**Problem description:** Copy each of the following records word for word, line by line, in the same order.

**Extracted material:**
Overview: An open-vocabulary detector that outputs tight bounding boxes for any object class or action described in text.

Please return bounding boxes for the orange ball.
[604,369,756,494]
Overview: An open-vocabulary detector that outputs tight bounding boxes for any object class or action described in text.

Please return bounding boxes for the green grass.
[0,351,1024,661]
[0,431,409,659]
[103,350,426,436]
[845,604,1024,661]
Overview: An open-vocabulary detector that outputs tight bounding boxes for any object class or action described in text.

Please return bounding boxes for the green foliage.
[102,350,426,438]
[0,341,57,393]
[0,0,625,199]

**Completed task:**
Overview: An open-vocabulary detector that outputs tight bounding boxes for any object class or action described in text.

Please return bounding boxes for the orange ball.
[604,369,756,494]
Overview: An open-vocabulary detector that outputs tight bounding boxes for any object class or action described in text.

Please return bounding boxes for the green grass.
[0,351,1024,661]
[0,431,409,659]
[103,350,426,436]
[845,604,1024,661]
Overview: An open-vocabulary detector that outputs tight bounding boxes for any object class or action described in text.

Please return bounding boxes for the green foliage.
[102,350,426,438]
[0,341,57,393]
[0,0,625,199]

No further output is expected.